Lines of data
********************

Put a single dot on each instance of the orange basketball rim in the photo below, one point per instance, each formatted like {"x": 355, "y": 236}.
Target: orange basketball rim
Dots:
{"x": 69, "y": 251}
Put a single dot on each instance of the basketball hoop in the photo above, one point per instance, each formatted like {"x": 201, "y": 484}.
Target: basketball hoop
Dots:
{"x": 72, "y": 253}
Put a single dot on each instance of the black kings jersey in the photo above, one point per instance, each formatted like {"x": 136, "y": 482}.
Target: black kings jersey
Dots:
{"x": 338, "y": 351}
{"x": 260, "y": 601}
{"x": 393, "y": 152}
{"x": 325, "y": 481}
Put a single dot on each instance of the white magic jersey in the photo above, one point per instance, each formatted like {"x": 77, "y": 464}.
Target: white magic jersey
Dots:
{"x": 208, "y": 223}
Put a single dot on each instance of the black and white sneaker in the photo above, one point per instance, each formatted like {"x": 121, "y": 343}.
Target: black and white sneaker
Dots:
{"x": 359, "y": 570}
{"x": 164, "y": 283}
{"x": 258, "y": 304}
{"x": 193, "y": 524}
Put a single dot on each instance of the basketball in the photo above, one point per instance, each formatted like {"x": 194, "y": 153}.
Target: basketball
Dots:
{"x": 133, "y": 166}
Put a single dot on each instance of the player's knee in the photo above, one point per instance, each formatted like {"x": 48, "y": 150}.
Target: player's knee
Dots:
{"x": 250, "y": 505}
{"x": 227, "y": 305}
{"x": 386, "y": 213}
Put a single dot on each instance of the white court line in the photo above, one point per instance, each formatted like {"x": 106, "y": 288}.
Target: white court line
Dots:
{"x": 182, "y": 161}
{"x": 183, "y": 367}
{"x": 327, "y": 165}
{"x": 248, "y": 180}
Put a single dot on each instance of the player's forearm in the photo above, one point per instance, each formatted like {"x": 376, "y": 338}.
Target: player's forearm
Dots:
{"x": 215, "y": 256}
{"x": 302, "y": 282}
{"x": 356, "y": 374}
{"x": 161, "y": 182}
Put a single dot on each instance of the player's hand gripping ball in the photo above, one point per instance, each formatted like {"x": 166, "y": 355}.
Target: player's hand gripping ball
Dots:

********************

**REQUEST:**
Beginning at the line that holds "Put a single dot on each instance of the white court", reproduce each line of the records above down to and including the last one.

**REPLY TO THE EXERCISE:**
Put a single dot on each instance of the white court line in the photo above, one point per instance, each formatted like {"x": 106, "y": 288}.
Target: white court line
Dots:
{"x": 182, "y": 161}
{"x": 183, "y": 367}
{"x": 327, "y": 165}
{"x": 248, "y": 180}
Put a single dot on each instance of the player's forearm in the photo above, one point per instance, each formatted like {"x": 376, "y": 338}.
Target: player's forearm
Dots:
{"x": 215, "y": 256}
{"x": 302, "y": 282}
{"x": 356, "y": 374}
{"x": 161, "y": 182}
Put a single dot on each instance of the player's hand gripping ball in the photo above, one point per instance, each formatted like {"x": 166, "y": 355}.
Target: player's hand gripping ball
Dots:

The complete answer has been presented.